**Work order**. Copy out the records again. Change nothing.

**Task material**.
::::::::
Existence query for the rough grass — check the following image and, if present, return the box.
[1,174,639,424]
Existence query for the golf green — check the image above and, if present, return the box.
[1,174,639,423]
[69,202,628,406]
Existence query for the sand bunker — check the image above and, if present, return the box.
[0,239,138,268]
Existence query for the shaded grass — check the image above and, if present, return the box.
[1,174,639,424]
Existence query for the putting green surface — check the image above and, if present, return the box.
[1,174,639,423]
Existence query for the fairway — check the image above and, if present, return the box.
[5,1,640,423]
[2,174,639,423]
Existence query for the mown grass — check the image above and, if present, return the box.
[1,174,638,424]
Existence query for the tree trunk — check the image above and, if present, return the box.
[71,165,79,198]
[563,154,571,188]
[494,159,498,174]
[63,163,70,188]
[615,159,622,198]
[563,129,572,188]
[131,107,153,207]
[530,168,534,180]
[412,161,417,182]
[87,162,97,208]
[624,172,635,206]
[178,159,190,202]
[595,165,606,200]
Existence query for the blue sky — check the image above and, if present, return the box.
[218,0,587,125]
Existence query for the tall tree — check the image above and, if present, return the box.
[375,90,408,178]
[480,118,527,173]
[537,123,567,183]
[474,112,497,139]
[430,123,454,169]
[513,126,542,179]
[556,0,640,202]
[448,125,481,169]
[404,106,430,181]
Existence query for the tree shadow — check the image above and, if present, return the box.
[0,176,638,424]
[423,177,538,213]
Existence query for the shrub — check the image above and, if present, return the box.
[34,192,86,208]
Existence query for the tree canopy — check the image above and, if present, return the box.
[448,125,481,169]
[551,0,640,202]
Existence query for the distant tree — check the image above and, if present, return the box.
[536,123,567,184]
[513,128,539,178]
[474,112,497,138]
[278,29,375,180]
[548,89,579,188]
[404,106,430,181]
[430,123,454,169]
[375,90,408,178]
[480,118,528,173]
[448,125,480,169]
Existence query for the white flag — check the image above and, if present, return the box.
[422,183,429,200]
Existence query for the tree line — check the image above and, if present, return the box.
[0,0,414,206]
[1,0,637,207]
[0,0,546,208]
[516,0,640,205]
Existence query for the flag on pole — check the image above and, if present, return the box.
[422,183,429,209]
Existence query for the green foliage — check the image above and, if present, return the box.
::::::::
**Your response**.
Existence query for the rough grass — check the following image and, if present, return the box.
[1,174,639,424]
Existence query for the golf green — check the image above and, if present, return the box.
[1,174,639,423]
[69,202,628,406]
Existence query for the sand bunker — check the image above and, if present, return the box.
[0,239,138,268]
Existence query for the shaded grass — check the image above and, if present, return the box.
[1,174,639,424]
Existence query for the putting green surface — check the image above and, if present, return the box.
[1,174,639,423]
Existence query for the fairway — check the image above and, if present, return the box.
[5,1,640,423]
[2,174,639,423]
Existence query for the mown grass — check the image above and, if present, return the box.
[1,174,638,424]
Existence query for the tree trunk — check the image above and, if present, return the box.
[71,165,79,198]
[563,154,571,188]
[494,159,498,174]
[63,163,70,188]
[615,159,622,198]
[563,129,572,188]
[131,107,153,207]
[530,168,534,180]
[412,161,417,182]
[87,162,97,208]
[624,172,635,206]
[178,159,190,202]
[595,165,606,200]
Existence query for the blue sky — check the image above and, if present, return the box.
[218,0,587,125]
Existence query for the tall tree — check the image above and, if present, return the box.
[375,90,408,178]
[480,118,527,173]
[537,123,567,183]
[474,112,497,139]
[430,123,454,169]
[513,126,542,179]
[556,0,640,202]
[448,125,481,169]
[404,106,430,181]
Existence query for the tree shadow — check the image above and, if present, return the box.
[0,176,638,424]
[423,177,538,213]
Existence query for the shrub — check the image above and, if present, return the box.
[34,192,86,208]
Existence query for the tree canopy — check the image above and, if present, return the box.
[448,125,481,169]
[551,0,640,202]
Existence query for the distant tree — check the image above and, if present, return the box.
[536,123,567,184]
[513,128,539,178]
[474,112,497,138]
[278,29,375,180]
[548,89,579,188]
[404,106,430,181]
[430,123,454,169]
[375,90,408,178]
[480,118,528,173]
[448,125,480,169]
Existence query for the white flag — check the image above and, if present, return the box.
[422,183,429,200]
Existence query for the tree line — check the image above and, if present, return the box.
[0,0,414,206]
[1,0,637,207]
[0,0,546,208]
[516,0,640,205]
Existence query for the flag on pole — check the image above and, if present, return the box.
[422,183,429,209]
Existence query for the green foliage — check the image above and, if present, return the box.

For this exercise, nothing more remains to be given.